━━ Extracted data
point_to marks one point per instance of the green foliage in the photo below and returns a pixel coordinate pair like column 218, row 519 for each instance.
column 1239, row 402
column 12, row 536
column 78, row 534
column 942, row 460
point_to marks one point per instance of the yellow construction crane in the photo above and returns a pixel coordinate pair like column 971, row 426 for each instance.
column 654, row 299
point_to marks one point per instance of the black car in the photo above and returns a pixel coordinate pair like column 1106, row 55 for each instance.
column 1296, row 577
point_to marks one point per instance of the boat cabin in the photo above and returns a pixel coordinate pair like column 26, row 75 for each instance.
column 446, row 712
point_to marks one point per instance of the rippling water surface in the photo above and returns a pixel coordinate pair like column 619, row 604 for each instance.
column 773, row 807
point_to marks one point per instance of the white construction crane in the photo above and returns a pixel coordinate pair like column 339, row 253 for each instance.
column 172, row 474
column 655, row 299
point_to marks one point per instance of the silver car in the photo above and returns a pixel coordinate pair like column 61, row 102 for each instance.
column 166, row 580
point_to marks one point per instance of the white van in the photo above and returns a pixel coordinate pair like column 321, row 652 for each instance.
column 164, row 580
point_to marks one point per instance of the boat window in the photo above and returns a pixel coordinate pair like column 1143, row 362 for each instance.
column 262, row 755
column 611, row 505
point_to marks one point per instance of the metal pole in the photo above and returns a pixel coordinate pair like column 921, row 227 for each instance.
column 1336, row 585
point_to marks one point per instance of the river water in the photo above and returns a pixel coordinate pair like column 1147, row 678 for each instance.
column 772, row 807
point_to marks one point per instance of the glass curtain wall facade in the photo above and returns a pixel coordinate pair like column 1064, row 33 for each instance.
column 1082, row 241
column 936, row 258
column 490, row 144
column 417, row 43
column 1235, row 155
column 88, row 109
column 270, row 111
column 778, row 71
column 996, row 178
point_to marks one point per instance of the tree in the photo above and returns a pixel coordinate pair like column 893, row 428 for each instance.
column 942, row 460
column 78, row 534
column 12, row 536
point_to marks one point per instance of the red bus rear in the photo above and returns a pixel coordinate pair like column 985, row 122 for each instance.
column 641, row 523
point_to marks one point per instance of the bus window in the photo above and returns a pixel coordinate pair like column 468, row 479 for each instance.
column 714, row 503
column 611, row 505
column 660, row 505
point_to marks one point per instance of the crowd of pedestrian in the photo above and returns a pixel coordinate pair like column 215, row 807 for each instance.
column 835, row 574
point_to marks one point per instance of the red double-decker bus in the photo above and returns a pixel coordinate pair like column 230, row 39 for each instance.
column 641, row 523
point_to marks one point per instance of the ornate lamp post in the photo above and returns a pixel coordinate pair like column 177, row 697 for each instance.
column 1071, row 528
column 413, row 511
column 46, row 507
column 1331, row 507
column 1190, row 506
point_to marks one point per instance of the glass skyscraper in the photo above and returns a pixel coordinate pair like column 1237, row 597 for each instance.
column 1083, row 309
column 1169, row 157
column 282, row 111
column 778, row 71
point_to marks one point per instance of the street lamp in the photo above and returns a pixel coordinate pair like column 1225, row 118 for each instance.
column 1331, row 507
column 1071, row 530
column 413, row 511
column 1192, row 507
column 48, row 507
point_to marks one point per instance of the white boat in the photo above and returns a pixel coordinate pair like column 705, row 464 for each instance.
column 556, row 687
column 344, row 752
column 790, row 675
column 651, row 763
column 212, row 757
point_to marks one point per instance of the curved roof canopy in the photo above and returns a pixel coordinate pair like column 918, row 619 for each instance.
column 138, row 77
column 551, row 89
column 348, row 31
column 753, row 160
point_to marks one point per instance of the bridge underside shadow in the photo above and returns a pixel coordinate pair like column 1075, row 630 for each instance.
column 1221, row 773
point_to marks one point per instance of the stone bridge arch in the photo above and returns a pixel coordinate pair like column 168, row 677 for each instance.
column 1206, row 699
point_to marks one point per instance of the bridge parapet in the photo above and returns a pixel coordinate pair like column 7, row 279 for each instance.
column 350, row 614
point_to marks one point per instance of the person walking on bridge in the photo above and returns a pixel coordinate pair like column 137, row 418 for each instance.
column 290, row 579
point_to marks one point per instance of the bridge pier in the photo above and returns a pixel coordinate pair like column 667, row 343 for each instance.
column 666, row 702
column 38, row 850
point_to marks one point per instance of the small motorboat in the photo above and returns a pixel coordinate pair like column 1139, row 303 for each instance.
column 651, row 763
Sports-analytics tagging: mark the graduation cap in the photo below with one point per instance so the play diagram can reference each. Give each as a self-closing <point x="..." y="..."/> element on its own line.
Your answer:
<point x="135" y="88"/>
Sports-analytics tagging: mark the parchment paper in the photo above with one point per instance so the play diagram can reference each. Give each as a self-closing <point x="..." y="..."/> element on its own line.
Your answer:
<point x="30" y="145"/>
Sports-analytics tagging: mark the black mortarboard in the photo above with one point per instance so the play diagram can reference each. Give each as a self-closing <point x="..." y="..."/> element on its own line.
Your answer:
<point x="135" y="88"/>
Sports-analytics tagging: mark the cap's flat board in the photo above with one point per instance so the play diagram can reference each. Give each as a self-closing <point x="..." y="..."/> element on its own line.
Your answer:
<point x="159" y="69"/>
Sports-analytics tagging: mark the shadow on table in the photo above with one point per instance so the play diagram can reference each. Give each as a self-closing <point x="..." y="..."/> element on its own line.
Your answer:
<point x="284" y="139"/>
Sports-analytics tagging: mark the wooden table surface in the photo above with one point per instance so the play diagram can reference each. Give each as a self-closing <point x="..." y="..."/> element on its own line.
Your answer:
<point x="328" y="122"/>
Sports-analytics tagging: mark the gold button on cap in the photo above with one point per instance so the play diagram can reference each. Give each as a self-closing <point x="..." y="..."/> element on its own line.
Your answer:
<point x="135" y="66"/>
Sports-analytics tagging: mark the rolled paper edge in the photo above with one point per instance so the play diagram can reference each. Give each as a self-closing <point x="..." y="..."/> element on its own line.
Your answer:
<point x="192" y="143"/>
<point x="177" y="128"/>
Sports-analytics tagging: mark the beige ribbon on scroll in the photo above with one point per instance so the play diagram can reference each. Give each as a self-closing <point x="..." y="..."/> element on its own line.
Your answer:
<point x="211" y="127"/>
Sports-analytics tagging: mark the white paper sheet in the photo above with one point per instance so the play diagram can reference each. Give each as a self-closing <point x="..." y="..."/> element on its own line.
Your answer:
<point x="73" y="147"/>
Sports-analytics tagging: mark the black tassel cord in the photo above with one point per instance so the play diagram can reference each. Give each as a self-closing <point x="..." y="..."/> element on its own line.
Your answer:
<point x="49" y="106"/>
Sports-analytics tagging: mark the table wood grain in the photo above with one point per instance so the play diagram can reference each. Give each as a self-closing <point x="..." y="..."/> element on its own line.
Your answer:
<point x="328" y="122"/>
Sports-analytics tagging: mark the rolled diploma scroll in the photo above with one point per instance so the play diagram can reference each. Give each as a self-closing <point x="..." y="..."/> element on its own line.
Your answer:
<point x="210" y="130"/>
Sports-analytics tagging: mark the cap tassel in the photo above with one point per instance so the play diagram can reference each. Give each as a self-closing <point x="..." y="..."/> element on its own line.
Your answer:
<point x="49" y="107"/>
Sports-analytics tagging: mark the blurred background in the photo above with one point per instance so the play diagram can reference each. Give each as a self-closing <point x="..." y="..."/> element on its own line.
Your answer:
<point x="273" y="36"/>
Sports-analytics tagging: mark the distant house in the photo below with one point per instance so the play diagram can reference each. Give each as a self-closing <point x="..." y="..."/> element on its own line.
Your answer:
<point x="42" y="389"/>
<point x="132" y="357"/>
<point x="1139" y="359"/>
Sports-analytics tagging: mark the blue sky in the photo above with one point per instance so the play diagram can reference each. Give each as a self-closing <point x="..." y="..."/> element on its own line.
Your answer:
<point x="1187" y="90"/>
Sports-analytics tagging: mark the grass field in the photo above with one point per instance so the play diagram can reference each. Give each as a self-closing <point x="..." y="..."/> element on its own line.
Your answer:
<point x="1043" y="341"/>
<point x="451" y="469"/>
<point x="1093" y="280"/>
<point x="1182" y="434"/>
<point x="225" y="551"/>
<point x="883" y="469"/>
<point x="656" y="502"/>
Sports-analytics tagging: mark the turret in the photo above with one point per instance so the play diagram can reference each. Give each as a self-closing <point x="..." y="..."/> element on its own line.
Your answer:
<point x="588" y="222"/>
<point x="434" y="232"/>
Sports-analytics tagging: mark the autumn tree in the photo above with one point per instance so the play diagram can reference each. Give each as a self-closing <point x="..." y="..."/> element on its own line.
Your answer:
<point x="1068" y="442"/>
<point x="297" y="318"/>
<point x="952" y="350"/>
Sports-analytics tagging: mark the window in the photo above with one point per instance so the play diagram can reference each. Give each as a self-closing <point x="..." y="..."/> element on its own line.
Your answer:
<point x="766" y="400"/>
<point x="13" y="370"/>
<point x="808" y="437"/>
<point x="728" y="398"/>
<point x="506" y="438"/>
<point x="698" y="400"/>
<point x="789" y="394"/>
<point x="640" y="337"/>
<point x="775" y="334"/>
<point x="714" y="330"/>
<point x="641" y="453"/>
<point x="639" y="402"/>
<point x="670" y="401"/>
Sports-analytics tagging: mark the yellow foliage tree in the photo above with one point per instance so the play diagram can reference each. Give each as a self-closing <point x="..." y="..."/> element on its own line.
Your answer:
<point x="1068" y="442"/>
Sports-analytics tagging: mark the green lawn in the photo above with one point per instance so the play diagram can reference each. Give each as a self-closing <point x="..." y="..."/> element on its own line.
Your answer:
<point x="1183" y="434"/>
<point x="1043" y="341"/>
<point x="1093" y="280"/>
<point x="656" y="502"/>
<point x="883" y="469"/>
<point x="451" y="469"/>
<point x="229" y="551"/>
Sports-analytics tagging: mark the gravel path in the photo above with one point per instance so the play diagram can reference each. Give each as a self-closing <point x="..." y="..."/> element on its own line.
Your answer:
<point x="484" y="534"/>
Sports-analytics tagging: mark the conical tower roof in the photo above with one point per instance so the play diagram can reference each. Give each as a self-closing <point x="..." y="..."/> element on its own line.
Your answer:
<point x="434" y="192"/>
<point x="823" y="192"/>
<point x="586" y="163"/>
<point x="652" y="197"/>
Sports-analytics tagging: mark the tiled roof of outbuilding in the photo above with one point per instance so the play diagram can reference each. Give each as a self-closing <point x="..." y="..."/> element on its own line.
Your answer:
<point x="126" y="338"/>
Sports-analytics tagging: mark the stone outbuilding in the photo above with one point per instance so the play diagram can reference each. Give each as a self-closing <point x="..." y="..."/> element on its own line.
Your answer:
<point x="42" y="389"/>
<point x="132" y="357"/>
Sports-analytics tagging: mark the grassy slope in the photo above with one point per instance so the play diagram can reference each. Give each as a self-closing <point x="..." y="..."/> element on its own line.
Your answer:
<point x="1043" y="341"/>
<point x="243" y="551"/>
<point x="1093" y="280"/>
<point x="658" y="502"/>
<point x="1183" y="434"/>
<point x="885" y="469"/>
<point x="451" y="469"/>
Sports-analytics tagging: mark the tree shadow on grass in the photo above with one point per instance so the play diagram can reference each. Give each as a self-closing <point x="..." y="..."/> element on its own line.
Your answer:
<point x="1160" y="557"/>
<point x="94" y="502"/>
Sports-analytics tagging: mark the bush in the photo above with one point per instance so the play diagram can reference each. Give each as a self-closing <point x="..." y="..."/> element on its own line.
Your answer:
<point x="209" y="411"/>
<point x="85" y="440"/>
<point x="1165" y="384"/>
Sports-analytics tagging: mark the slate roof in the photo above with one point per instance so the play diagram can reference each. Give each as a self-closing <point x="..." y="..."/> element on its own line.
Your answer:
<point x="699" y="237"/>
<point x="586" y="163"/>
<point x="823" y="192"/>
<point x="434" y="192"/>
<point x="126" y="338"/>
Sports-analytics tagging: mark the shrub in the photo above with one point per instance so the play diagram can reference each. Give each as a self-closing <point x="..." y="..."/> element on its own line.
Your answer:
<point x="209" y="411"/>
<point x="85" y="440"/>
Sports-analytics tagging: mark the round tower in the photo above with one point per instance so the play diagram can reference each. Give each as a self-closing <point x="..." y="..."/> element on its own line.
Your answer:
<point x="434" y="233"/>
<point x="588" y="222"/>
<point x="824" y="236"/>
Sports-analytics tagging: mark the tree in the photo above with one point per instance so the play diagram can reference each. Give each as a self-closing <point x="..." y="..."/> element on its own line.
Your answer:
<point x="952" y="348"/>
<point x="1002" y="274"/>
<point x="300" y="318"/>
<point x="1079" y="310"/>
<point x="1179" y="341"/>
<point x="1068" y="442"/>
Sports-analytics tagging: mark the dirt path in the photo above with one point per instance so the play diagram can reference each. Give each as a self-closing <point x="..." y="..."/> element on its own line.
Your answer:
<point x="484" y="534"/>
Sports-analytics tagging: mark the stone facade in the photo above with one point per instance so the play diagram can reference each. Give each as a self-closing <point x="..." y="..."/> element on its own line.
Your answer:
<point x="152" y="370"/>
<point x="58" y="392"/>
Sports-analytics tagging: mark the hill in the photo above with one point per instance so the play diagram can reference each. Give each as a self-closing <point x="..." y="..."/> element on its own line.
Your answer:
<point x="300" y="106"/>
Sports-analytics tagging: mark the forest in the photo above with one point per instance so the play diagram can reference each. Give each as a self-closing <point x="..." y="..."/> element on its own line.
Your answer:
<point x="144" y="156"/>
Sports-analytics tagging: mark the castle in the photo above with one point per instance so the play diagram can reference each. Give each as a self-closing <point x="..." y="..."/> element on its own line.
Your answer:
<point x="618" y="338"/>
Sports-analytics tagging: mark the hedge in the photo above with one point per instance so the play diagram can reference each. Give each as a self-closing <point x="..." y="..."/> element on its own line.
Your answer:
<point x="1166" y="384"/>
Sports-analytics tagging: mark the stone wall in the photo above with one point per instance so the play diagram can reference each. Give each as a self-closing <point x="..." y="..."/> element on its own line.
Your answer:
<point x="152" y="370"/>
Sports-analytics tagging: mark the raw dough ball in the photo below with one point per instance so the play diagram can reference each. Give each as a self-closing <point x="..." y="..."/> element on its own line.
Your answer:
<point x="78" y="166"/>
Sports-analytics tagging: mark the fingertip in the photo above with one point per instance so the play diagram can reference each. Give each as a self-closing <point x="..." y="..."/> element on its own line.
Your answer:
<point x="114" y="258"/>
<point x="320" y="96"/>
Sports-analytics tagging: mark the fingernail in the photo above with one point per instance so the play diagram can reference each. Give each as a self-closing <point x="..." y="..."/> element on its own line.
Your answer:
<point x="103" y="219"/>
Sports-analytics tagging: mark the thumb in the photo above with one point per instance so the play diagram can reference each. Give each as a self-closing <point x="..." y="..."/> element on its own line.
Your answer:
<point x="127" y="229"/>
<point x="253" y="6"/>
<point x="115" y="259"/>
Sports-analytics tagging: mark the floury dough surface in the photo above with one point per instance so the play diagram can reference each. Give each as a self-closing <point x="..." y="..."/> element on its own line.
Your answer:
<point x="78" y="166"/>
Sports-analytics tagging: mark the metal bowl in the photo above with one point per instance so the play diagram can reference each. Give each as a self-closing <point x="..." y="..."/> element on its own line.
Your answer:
━━━━
→ To do
Look back at the entries above. Retype the line with "Sports-analytics tagging: mark the conical", the line with "Sports-analytics tagging: mark the slate", and all lines in between.

→ Answer below
Sports-analytics tagging: mark the conical tower roof in the photo above with one point per instance so the play diagram can reference each. Give each as a self-closing <point x="..." y="..."/> element on its own line.
Your answer:
<point x="434" y="192"/>
<point x="823" y="192"/>
<point x="586" y="163"/>
<point x="652" y="197"/>
Sports-analytics tagging: mark the tiled roof of outbuilding in the photo above with one point per instance so the play diagram can reference each. Give each as a self-closing <point x="..." y="..."/> element on its own line.
Your answer:
<point x="126" y="338"/>
Sports-analytics tagging: mark the stone outbuilding in the photo above with one point per instance so the play diagram can reference each. Give each as a self-closing <point x="..." y="..."/> element on its own line.
Your answer:
<point x="42" y="389"/>
<point x="132" y="357"/>
Sports-analytics tagging: mark the grassy slope in the photo above with one point per instance so the play diagram can reference each. Give each as a self-closing <point x="..." y="..."/> element on its own line.
Your answer:
<point x="1043" y="341"/>
<point x="243" y="551"/>
<point x="1093" y="280"/>
<point x="658" y="502"/>
<point x="1183" y="434"/>
<point x="885" y="469"/>
<point x="451" y="469"/>
Sports-analytics tagging: mark the tree shadow on grass in the photo above with one point per instance so the play diagram can reference each. Give each as a self-closing <point x="..." y="..."/> element on its own line.
Your answer:
<point x="1160" y="557"/>
<point x="94" y="502"/>
Sports-analytics tagging: mark the bush in the photo above with one point per instance so the play diagram can reference each. Give each as a self-closing <point x="..." y="..."/> element on its own line.
Your answer:
<point x="209" y="411"/>
<point x="85" y="440"/>
<point x="1165" y="384"/>
Sports-analytics tagging: mark the slate roof in the photo above with one point per instance so the play diagram can reference each. Give each as a self-closing <point x="..." y="..."/> element on its own line.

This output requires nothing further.